[DATA LISTING]

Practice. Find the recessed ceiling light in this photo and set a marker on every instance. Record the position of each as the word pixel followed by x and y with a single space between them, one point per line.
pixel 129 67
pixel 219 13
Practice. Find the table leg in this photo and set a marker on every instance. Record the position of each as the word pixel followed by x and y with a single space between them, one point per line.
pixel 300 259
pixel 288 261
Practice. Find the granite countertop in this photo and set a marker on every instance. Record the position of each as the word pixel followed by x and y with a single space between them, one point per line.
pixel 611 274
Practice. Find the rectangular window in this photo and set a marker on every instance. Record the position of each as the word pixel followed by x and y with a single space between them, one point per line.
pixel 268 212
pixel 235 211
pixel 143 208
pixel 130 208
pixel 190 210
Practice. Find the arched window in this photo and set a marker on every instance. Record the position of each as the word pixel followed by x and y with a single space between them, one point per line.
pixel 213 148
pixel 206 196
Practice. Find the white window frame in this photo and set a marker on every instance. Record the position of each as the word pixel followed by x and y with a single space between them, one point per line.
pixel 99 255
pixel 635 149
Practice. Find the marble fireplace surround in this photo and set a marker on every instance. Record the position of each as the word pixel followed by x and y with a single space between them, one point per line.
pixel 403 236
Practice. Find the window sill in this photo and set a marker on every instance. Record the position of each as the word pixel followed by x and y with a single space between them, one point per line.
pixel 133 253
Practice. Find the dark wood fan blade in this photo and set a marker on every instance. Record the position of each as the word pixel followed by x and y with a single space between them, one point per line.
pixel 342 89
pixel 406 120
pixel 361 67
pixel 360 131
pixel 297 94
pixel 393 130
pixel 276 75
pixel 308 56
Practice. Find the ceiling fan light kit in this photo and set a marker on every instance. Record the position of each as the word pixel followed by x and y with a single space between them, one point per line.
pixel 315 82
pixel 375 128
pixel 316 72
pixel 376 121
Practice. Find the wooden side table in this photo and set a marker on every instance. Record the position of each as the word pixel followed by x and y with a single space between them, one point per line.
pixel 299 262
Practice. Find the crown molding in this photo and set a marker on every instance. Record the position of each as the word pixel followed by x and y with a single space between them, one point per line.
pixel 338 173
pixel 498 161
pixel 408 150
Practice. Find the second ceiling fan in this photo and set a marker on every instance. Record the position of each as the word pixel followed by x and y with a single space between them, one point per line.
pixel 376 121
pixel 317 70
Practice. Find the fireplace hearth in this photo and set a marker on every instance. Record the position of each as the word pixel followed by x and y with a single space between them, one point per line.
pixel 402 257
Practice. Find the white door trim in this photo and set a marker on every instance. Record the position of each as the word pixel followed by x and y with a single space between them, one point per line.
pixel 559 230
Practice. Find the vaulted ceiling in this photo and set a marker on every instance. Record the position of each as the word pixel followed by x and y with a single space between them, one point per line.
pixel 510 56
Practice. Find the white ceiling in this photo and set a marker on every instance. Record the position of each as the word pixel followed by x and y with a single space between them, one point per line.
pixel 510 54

[/DATA LISTING]

ASSIGNED TASK:
Write out a word-for-word copy of every entry above.

ANSWER BOX:
Practice. Find the recessed ceiling light in this photo and set a marker on every instance. Record the position of each as the word pixel followed by x and y with a single space between them, one point per line.
pixel 129 67
pixel 219 13
Practice. Find the table leg in this photo and set a marker on every instance. Record the position of each as the word pixel followed by x and y with a single space between them, one point per line.
pixel 300 259
pixel 288 261
Practice. Find the granite countertop in this photo and set a marker on every instance. Record the position of each as the word pixel followed by x and y with a single space between them, one point per line.
pixel 611 274
Practice. Find the rectangular window in this photo and set a marker on every instance. Record the position of each as the word pixel followed by x and y with a single space between them, one point per line.
pixel 268 212
pixel 235 211
pixel 143 208
pixel 130 208
pixel 190 210
Practice. Find the arched window in this photo and set a marker on every instance. Record the position of each as the word pixel followed by x and y with a single space between them, one point per line.
pixel 213 148
pixel 206 196
Practice. Find the white window frame in this photo and set a marker on every instance. Record the position of each as the word pixel followed by x and y with a single space between them, one point per line.
pixel 99 255
pixel 635 149
Practice. Find the marble fireplace surround in this photo and set a marker on every instance. Record the position of each as the word pixel followed by x and y with a single space between them, one point per line.
pixel 403 236
Practice. Find the window sill in this photo and set a marker on every instance. Record the position of each as the word pixel followed by x and y with a single space between them, one point per line.
pixel 133 253
Practice. Find the dark wood fan blade in this photo and set a marker on every instance. Record the position of each as the word pixel followed by x and y with a single space between them, one point per line.
pixel 342 89
pixel 406 120
pixel 361 67
pixel 360 131
pixel 297 94
pixel 393 130
pixel 276 75
pixel 308 56
Practice. Find the ceiling fan light kit in this photo and set a marker on every instance. Record the position of each as the word pixel followed by x and y with a single space between them, one point per line.
pixel 315 82
pixel 375 128
pixel 316 72
pixel 376 121
Practice. Find the wooden side table in this photo and set a marker on every instance. Record the position of each as the word pixel followed by x and y with a single space between them, one point per line.
pixel 299 262
Practice. Find the crown molding in this photo and set a marker on every instance. Record the position of each as the word pixel followed by x and y with a single space between them, one point per line.
pixel 338 173
pixel 498 161
pixel 408 150
Practice. Find the second ceiling fan in this photo and set a marker on every instance. Record the position of each as the word pixel followed by x and y with a single space between them, one point per line.
pixel 376 121
pixel 317 70
Practice. Find the fireplace hearth in this photo and set a marker on every instance. Record the position of each as the word pixel followed by x and y with a single space between them, one point per line.
pixel 402 257
Practice. Find the white door trim in this photo and set a marker on every instance. Record the position of each as the word pixel followed by x and y with a single space between them, one point per line.
pixel 559 230
Practice. Find the vaulted ceiling in this photo and set a marker on every instance. Record the position of each as the word pixel followed by x and y with a single space between them, one point per line.
pixel 510 56
Practice. Find the white ceiling in this photo and set a marker on every instance. Record the position of each as the word pixel followed by x and y with a single space between them, one point per line.
pixel 510 54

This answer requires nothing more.